Task prompt
Only the closing stretch of the material belongs in the answer: the line containing "What to find: breakfast bar" and every line after it, copied exactly.
_____
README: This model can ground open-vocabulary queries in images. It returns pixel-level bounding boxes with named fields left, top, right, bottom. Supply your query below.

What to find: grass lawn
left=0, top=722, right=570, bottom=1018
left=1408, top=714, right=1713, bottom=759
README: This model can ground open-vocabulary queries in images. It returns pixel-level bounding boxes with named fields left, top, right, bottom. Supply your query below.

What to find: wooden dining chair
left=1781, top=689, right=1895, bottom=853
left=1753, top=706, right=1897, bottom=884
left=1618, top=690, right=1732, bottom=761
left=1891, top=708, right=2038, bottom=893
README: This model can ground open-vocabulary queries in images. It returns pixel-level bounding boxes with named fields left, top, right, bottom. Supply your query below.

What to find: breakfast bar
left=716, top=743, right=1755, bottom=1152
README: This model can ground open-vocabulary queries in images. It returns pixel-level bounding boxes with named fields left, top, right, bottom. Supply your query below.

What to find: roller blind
_____
Solved exercise
What to find: breakfast bar
left=716, top=743, right=1755, bottom=1152
README: This model can ground open-vocabulary queries in images. It returns pixel-level bounding boxes with named fields left, top, right, bottom. Supply your query below.

What to find: roller blind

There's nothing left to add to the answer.